Work instructions => Begin at the line below that has "Coach wants every stone carving". Stop after the line that has "Coach wants every metal", repeating each line exactly and leaving out the pictures.

Data to examine =>
======
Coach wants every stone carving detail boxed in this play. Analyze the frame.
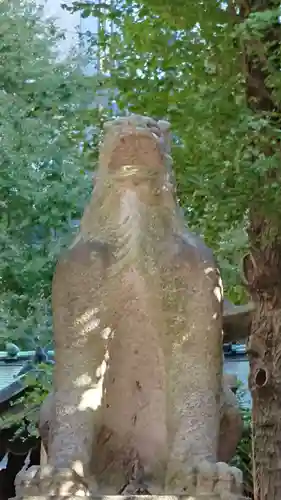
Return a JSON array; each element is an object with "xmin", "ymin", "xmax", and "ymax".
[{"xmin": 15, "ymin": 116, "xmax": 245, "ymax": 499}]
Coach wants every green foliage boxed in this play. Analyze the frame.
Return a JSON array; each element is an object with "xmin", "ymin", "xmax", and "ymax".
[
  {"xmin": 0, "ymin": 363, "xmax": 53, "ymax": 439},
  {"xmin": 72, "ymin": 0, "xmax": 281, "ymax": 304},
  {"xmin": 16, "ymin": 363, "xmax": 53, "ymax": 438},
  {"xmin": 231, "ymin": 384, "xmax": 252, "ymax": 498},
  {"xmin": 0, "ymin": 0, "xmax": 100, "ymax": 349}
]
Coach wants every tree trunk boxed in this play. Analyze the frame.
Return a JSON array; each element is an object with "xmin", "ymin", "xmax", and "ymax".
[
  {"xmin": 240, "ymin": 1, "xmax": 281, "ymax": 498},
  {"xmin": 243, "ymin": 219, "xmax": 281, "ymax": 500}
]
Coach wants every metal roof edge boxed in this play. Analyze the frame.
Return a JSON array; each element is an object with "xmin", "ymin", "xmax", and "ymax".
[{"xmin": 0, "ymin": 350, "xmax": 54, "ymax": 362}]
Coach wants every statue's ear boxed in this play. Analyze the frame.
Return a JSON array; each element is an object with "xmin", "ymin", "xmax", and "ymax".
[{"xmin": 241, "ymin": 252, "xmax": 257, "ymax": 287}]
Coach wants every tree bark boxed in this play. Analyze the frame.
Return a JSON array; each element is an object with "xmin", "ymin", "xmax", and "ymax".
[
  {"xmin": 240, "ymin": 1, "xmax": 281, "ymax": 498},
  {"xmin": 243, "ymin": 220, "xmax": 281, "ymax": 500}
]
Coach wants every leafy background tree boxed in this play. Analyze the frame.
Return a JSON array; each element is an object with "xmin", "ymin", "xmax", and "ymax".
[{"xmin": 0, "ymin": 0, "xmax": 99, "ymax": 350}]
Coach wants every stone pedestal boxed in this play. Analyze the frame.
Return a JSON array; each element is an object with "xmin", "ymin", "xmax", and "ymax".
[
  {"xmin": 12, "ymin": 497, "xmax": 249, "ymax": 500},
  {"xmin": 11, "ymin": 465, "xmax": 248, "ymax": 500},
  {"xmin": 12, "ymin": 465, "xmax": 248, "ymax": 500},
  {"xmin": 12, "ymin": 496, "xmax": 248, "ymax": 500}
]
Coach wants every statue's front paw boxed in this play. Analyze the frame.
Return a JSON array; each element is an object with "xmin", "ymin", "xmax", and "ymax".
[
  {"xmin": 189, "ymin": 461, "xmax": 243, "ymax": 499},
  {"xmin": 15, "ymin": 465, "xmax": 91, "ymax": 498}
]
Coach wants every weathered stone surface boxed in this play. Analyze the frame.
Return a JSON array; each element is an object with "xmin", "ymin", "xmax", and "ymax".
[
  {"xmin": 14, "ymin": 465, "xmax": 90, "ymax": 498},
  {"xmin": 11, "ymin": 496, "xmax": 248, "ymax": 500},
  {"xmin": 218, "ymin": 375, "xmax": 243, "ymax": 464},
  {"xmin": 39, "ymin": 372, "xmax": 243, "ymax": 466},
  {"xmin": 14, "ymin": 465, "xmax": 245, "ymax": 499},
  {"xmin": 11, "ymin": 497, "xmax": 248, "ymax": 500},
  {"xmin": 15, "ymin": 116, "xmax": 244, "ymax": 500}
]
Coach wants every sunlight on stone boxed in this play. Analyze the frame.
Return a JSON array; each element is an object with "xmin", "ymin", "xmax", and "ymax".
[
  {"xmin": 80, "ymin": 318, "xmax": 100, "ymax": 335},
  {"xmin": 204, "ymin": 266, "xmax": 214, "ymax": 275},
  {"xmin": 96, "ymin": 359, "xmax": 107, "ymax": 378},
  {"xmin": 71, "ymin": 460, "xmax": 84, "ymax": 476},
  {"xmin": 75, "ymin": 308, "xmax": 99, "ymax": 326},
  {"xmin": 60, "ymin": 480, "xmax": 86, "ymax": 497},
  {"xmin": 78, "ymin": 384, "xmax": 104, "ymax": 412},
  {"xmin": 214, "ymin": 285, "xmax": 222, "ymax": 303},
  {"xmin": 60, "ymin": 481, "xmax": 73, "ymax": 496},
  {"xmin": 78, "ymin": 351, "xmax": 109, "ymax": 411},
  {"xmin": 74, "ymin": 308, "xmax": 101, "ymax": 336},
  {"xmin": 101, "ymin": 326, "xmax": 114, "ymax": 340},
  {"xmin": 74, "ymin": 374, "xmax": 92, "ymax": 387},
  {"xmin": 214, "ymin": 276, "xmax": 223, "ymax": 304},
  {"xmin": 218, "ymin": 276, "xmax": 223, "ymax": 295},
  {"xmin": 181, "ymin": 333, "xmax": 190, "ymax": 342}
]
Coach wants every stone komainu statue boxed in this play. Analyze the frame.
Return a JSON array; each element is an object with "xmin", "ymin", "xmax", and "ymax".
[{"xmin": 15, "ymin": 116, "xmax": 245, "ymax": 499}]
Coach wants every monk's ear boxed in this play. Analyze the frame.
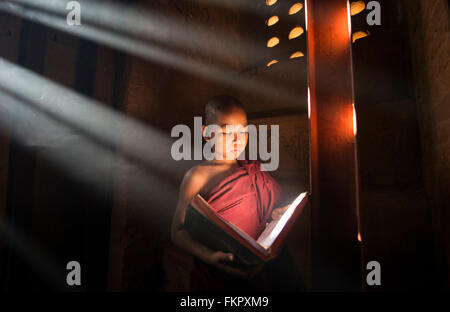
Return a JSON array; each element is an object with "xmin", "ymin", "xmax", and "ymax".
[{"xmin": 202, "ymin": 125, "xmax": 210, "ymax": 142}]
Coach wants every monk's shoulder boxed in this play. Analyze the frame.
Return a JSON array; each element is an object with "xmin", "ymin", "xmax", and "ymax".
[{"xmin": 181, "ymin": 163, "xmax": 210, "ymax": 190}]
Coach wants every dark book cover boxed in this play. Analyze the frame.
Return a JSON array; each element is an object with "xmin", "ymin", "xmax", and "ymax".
======
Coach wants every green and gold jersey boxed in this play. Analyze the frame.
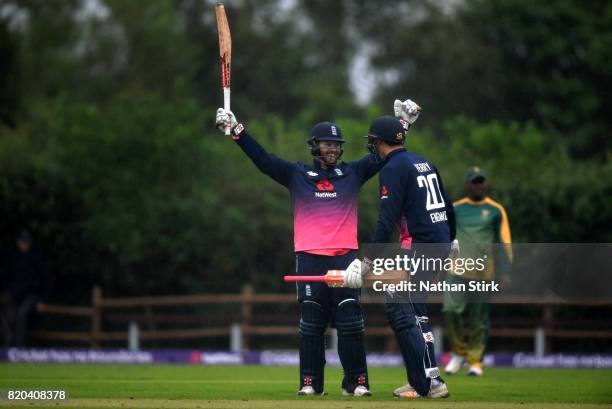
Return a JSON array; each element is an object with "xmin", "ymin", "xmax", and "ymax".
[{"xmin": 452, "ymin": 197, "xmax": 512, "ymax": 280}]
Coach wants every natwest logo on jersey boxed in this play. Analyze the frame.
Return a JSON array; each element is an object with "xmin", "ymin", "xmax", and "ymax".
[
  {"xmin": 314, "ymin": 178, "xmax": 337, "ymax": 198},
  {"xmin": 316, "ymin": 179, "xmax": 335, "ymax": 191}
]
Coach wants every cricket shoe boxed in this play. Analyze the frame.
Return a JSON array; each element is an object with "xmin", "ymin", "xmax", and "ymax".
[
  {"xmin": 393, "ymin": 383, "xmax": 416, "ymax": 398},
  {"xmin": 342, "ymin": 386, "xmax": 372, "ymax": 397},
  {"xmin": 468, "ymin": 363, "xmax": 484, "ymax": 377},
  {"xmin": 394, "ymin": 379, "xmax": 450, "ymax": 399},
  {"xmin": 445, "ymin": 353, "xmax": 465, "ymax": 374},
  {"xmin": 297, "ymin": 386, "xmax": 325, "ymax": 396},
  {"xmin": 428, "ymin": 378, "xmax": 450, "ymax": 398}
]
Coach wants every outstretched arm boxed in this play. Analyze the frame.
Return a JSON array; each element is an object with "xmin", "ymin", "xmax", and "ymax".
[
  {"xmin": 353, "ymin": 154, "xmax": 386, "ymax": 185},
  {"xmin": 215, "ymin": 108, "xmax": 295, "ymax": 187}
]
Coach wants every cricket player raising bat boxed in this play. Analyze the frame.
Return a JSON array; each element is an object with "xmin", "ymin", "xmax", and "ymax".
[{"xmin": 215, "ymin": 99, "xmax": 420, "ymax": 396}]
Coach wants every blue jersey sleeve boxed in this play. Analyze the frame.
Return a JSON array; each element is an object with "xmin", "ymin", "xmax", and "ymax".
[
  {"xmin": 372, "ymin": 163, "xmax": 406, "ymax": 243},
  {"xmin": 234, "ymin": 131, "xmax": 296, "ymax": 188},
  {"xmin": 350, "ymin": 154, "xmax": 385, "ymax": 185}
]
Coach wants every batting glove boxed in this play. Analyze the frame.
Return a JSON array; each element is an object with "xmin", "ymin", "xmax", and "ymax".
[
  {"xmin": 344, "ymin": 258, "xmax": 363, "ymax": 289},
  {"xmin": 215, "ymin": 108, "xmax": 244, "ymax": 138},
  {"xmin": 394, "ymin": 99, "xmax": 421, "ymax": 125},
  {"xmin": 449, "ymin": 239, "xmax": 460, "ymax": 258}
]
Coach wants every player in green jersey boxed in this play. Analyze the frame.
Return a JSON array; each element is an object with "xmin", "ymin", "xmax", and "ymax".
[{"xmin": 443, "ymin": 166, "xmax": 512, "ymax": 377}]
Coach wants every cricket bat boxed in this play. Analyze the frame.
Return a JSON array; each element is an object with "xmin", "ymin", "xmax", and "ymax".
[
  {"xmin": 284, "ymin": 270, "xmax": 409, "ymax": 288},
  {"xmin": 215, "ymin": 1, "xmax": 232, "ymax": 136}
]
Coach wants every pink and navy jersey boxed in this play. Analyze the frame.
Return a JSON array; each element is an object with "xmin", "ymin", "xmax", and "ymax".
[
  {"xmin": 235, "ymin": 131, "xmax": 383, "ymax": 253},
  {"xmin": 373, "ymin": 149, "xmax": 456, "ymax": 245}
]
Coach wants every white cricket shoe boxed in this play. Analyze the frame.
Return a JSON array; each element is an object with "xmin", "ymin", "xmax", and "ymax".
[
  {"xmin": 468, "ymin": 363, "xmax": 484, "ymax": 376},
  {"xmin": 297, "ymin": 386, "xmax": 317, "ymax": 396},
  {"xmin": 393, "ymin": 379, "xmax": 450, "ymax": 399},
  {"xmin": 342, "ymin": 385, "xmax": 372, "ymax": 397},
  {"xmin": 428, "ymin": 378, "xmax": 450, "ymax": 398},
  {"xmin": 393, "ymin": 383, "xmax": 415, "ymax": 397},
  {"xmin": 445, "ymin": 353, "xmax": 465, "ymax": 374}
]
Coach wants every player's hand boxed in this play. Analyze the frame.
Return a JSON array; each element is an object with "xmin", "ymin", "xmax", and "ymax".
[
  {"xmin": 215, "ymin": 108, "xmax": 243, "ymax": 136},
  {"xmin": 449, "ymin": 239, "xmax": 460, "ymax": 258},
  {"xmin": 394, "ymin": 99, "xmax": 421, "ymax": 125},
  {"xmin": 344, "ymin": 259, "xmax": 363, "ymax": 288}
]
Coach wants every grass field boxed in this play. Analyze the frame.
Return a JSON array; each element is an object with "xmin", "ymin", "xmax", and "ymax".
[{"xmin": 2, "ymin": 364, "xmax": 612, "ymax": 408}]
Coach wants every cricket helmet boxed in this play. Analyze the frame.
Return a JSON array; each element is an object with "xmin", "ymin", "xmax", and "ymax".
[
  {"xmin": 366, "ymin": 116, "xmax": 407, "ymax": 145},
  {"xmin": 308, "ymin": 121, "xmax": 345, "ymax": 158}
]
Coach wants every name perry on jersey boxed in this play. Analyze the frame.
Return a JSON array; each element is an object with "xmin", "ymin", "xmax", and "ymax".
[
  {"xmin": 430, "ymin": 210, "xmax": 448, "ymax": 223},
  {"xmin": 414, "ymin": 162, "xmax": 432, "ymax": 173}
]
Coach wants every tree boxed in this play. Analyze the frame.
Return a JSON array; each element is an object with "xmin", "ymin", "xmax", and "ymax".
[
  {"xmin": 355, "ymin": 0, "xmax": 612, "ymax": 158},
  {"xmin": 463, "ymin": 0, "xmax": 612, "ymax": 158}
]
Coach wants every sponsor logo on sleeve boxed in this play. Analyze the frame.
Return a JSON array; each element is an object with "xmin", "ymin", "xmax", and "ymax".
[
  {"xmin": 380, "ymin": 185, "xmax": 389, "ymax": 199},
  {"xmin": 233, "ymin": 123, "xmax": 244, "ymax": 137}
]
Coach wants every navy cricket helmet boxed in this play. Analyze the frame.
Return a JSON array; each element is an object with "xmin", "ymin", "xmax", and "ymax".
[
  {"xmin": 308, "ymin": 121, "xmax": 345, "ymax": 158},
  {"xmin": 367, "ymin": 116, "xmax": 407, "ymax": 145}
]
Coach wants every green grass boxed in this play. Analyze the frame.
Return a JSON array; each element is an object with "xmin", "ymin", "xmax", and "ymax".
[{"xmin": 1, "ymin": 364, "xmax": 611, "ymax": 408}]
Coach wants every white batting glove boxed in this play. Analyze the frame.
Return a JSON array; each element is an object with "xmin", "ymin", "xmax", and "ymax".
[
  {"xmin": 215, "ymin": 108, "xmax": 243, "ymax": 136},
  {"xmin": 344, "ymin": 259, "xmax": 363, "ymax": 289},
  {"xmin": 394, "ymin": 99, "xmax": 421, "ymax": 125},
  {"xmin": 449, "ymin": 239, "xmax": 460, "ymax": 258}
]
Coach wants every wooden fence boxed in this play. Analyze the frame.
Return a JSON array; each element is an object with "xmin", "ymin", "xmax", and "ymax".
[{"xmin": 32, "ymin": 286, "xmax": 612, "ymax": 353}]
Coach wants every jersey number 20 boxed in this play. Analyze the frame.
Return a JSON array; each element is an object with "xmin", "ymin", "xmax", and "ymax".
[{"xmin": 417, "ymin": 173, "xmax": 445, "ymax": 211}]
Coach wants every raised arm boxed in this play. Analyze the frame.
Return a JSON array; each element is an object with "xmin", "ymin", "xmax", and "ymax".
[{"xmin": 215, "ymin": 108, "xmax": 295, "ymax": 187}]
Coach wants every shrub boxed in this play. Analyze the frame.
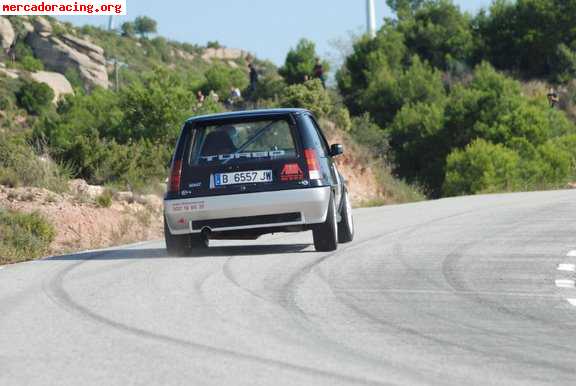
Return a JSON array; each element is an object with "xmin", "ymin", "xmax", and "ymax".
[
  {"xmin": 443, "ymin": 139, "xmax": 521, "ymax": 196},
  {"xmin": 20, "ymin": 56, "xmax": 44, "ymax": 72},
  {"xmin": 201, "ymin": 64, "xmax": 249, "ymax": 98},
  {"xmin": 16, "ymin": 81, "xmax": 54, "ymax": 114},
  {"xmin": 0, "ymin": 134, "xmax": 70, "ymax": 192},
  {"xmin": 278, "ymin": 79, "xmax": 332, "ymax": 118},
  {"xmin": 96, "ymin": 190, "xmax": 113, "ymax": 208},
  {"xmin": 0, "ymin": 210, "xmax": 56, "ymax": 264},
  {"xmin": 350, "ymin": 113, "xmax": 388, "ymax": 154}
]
======
Solution to this exercise =>
Coach wants every stone carving detail boxed in this play. Analyze the frame.
Return a JSON array; each element is an object with "xmin", "ymin", "xmax", and "ymax".
[{"xmin": 15, "ymin": 116, "xmax": 245, "ymax": 499}]
Coach wants every green foliage boxed in this play. Analyze the frame.
Return a JSON array; each element is an object with "xmin", "ymin", "xmax", and "ymax".
[
  {"xmin": 0, "ymin": 363, "xmax": 53, "ymax": 439},
  {"xmin": 72, "ymin": 0, "xmax": 281, "ymax": 304},
  {"xmin": 16, "ymin": 363, "xmax": 53, "ymax": 438},
  {"xmin": 231, "ymin": 384, "xmax": 252, "ymax": 498},
  {"xmin": 0, "ymin": 0, "xmax": 100, "ymax": 349}
]
Coach wants every tree trunk boxed in this play. Analyze the frame.
Return a JSON array; each element is an object with "xmin", "ymin", "xmax", and "ymax".
[
  {"xmin": 240, "ymin": 1, "xmax": 281, "ymax": 498},
  {"xmin": 243, "ymin": 219, "xmax": 281, "ymax": 500}
]
Coach wants every metal roof edge boxed in this play. Analyze the frame.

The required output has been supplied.